[proofplan]
The proof is a pointwise Hodge-theoretic computation followed by integration. The curvature decomposes orthogonally into self-dual and anti-self-dual parts, so the Yang-Mills energy is the sum of the two squared $L^2$ norms. The chosen trace convention converts $\operatorname{tr}(F_A\wedge F_A)$ into the difference of those squared norms, and the stated Chern-Weil normalization identifies that difference with $8\pi^2 k$. The inequality and equality cases then follow by rewriting the energy as a topological term plus a nonnegative error term.
[/proofplan]
[step:Decompose the Yang-Mills energy into self-dual and anti-self-dual norms]
Let $*$ denote the Hodge star operator on $\Omega^2(X)$ determined by $g$ and the orientation. The self-dual and anti-self-dual parts of $F_A$ are
\begin{align*}
F_A^+:=\frac{1}{2}(F_A+*F_A)
\end{align*}
and
\begin{align*}
F_A^-:=\frac{1}{2}(F_A-*F_A).
\end{align*}
Thus $*F_A^+=F_A^+$ and $*F_A^-=-F_A^-$. The [Hodge decomposition](/theorems/2745) of two-forms in dimension $4$ is orthogonal pointwise, hence
\begin{align*}
|F_A|^2=|F_A^+|^2+|F_A^-|^2.
\end{align*}
Define
\begin{align*}
\|F_A^\pm\|_{L^2}^2:=\int_X |F_A^\pm|^2\,d\operatorname{vol}_g(x).
\end{align*}
Integrating the pointwise [orthogonal decomposition](/theorems/436) gives
\begin{align*}
YM(A)=\|F_A^+\|_{L^2}^2+\|F_A^-\|_{L^2}^2.
\end{align*}
[/step]
[step:Compute the trace wedge form from the Hodge decomposition]
We claim that the following pointwise identity of $4$-forms holds:
\begin{align*}
\operatorname{tr}(F_A\wedge F_A)=-(|F_A^+|^2-|F_A^-|^2)\,d\operatorname{vol}_g.
\end{align*}
Fix $p\in X$. Choose an oriented $g_p$-[orthonormal basis](/page/Orthonormal%20Basis) of $T_p^*X$, and choose an orthonormal basis $(\tau_1,\tau_2,\tau_3)$ of $\mathfrak{su}(E)_p$ with respect to $\langle \xi,\eta\rangle=-\operatorname{tr}(\xi\eta)$. Write
\begin{align*}
F_A^+(p)=\sum_{a=1}^{3}\alpha_a^+\otimes \tau_a
\end{align*}
and
\begin{align*}
F_A^-(p)=\sum_{a=1}^{3}\alpha_a^-\otimes \tau_a,
\end{align*}
where $\alpha_a^+\in \Lambda^2_+T_p^*X$ and $\alpha_a^-\in \Lambda^2_-T_p^*X$ are scalar two-forms.
------------------------------------------------------------------------
What this task involves:
Write the next part of the Yang-Mills energy proof above, starting right after its last sentence.

Data lines:
------------------------------------------------------------------------
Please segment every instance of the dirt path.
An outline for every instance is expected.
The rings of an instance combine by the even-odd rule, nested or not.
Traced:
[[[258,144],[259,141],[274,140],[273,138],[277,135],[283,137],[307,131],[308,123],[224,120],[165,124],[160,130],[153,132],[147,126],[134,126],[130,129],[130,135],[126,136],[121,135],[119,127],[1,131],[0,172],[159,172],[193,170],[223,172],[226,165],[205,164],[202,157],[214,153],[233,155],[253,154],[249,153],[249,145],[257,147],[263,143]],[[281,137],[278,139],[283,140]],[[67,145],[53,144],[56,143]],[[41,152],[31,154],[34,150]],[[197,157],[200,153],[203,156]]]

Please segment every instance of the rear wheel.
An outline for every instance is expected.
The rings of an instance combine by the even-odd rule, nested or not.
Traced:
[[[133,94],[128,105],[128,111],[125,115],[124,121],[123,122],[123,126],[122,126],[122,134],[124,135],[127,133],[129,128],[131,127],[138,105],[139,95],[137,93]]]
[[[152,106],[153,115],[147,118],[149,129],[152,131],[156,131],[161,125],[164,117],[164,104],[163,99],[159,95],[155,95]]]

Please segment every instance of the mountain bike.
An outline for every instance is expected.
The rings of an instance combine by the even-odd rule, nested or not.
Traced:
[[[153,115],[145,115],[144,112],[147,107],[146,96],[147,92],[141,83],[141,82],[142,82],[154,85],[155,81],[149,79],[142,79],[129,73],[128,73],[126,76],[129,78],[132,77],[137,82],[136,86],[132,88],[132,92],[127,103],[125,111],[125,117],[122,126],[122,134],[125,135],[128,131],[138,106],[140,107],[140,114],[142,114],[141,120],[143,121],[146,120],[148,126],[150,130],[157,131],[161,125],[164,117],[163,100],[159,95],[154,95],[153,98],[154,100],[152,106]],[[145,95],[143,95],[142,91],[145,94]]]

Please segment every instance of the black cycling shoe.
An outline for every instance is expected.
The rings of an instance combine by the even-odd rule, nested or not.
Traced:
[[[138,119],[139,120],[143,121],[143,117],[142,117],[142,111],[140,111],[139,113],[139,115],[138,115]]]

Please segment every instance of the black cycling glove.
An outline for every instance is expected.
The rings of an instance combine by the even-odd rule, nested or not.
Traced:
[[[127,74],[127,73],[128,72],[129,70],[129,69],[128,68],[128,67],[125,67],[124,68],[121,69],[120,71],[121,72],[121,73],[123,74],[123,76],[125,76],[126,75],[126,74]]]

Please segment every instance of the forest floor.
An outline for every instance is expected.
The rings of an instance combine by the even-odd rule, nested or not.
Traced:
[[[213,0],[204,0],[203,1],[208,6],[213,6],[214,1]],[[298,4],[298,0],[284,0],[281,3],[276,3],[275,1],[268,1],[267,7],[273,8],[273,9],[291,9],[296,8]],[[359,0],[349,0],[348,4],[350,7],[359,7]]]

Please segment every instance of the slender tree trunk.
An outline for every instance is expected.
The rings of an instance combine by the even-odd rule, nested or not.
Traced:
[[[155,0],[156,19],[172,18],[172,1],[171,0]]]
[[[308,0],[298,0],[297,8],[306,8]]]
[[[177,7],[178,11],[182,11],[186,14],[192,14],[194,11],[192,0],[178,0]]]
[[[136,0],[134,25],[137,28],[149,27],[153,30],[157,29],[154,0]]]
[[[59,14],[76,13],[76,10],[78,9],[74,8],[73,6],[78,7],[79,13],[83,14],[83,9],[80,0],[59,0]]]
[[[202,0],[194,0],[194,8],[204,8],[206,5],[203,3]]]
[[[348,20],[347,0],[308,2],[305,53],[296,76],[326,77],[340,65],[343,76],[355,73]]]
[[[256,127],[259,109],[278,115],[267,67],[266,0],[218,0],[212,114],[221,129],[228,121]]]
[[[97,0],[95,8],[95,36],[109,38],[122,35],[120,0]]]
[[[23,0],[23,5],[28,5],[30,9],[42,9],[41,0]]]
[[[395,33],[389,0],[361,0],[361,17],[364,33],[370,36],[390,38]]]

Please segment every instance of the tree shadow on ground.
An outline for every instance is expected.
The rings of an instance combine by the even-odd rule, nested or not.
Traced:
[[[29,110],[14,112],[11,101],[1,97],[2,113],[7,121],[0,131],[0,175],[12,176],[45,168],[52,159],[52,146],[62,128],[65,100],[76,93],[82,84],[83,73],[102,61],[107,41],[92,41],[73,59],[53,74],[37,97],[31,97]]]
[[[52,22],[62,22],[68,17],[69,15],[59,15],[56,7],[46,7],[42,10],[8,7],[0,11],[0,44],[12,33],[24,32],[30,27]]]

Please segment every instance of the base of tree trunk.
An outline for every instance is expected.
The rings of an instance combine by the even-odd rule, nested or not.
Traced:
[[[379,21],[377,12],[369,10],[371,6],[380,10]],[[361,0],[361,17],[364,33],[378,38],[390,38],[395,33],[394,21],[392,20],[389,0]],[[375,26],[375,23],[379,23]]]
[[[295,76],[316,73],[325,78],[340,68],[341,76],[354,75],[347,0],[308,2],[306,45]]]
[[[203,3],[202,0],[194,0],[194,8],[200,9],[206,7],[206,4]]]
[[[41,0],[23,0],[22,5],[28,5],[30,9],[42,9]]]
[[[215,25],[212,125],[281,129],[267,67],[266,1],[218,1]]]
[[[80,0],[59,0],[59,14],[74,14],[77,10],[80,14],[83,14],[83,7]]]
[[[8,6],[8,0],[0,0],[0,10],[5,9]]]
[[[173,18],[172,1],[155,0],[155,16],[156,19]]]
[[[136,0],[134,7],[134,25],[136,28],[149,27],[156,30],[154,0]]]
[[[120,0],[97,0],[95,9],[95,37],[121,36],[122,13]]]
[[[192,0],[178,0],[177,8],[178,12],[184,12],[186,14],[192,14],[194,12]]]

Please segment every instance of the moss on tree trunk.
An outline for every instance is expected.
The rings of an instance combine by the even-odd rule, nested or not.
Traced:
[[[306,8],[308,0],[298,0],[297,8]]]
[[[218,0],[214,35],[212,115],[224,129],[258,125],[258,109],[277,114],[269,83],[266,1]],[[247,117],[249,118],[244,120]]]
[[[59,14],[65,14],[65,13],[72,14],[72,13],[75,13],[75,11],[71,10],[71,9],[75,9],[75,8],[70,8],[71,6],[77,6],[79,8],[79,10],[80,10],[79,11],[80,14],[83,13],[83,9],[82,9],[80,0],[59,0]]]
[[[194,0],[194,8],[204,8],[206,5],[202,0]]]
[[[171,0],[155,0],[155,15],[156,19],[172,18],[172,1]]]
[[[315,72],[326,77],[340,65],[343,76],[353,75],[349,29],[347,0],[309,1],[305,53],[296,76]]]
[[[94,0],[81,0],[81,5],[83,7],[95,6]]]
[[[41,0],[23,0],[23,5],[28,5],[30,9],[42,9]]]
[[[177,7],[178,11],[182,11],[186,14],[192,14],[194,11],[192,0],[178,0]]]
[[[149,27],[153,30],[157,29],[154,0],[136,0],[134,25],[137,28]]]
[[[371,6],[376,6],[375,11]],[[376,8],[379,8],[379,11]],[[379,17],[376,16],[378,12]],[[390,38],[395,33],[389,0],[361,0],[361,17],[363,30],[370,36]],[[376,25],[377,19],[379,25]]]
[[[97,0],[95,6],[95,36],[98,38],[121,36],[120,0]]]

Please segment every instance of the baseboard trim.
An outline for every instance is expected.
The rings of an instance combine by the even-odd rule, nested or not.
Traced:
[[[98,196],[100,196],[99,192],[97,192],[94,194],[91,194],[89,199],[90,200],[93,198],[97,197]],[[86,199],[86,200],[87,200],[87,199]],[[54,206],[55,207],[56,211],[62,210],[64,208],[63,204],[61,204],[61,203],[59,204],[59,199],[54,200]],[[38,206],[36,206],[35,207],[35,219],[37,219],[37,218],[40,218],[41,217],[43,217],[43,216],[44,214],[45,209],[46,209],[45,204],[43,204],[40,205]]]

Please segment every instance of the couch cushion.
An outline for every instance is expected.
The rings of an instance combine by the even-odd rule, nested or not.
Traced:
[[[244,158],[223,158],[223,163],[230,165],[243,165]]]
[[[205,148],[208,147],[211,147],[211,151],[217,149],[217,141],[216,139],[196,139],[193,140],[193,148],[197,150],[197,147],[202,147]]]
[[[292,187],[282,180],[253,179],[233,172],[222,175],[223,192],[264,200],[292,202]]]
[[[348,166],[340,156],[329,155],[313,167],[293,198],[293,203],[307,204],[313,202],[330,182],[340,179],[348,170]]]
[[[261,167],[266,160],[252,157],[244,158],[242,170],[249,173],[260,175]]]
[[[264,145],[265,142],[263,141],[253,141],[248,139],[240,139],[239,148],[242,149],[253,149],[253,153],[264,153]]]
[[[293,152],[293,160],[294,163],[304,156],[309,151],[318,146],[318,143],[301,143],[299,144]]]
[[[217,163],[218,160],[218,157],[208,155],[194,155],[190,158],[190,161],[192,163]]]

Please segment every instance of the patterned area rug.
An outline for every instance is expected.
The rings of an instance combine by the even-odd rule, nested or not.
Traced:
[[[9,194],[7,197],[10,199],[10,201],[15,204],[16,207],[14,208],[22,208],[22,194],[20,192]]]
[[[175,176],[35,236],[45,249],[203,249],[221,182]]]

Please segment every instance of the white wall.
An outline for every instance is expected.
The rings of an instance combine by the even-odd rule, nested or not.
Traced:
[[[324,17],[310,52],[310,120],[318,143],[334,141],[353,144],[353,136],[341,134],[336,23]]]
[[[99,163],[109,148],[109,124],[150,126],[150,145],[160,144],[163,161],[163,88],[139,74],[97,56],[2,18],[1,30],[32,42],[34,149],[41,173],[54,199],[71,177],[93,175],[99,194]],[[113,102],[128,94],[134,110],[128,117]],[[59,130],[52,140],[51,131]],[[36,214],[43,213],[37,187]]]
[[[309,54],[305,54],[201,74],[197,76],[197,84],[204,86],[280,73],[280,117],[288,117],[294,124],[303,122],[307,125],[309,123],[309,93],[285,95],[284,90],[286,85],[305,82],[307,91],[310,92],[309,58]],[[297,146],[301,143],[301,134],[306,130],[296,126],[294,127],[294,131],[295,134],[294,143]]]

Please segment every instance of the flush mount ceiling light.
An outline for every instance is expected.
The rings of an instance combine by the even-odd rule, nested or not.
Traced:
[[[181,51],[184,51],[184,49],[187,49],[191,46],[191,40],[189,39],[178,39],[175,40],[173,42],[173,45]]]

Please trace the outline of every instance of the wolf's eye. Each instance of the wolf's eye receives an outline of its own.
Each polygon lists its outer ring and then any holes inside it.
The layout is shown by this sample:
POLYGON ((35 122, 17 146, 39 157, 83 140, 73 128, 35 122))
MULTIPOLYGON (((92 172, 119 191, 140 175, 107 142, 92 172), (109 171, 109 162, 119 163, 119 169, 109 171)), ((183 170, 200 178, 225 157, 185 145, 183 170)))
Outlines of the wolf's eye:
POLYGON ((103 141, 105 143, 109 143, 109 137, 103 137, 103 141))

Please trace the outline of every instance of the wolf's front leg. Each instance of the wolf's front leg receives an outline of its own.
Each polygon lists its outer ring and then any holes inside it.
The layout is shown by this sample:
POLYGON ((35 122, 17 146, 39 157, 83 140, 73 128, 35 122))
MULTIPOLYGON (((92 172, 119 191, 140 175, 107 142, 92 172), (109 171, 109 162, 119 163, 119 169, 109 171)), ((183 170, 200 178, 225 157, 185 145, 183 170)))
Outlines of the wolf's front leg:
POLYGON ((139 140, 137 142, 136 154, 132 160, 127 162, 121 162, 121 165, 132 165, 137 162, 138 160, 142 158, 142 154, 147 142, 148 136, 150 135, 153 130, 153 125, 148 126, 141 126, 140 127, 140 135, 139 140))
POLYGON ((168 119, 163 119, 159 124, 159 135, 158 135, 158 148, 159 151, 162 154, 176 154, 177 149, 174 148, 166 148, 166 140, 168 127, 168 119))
------------------------------------------------------------------------
Expected answer:
Since $\operatorname{tr}(\tau_a\tau_b)=-\delta_{ab}$, expansion of the trace gives
\begin{align*}
\operatorname{tr}(F_A(p)\wedge F_A(p))=-\sum_{a=1}^{3}(\alpha_a^++\alpha_a^-)\wedge(\alpha_a^++\alpha_a^-).
\end{align*}
For scalar two-forms $\beta,\gamma\in \Lambda^2T_p^*X$, the wedge-inner-product identity is
\begin{align*}
\beta\wedge\gamma=\langle \beta,*\gamma\rangle\,d\operatorname{vol}_g(p).
\end{align*}
Applying this identity with $*\alpha_a^+=\alpha_a^+$ and $*\alpha_a^-=-\alpha_a^-$ gives
\begin{align*}
\alpha_a^+\wedge\alpha_a^+=|\alpha_a^+|^2\,d\operatorname{vol}_g(p)
\end{align*}
and
\begin{align*}
\alpha_a^-\wedge\alpha_a^-=-|\alpha_a^-|^2\,d\operatorname{vol}_g(p).
\end{align*}
Also,
\begin{align*}
\alpha_a^+\wedge\alpha_a^-=\langle \alpha_a^+,*\alpha_a^-\rangle\,d\operatorname{vol}_g(p)=-\langle \alpha_a^+,\alpha_a^-\rangle\,d\operatorname{vol}_g(p)=0,
\end{align*}
because $\Lambda^2_+T_p^*X$ and $\Lambda^2_-T_p^*X$ are orthogonal. Summing over $a$ yields
\begin{align*}
\operatorname{tr}(F_A(p)\wedge F_A(p))=-(|F_A^+(p)|^2-|F_A^-(p)|^2)\,d\operatorname{vol}_g(p).
\end{align*}
Since $p$ was arbitrary, the claimed identity holds on $X$.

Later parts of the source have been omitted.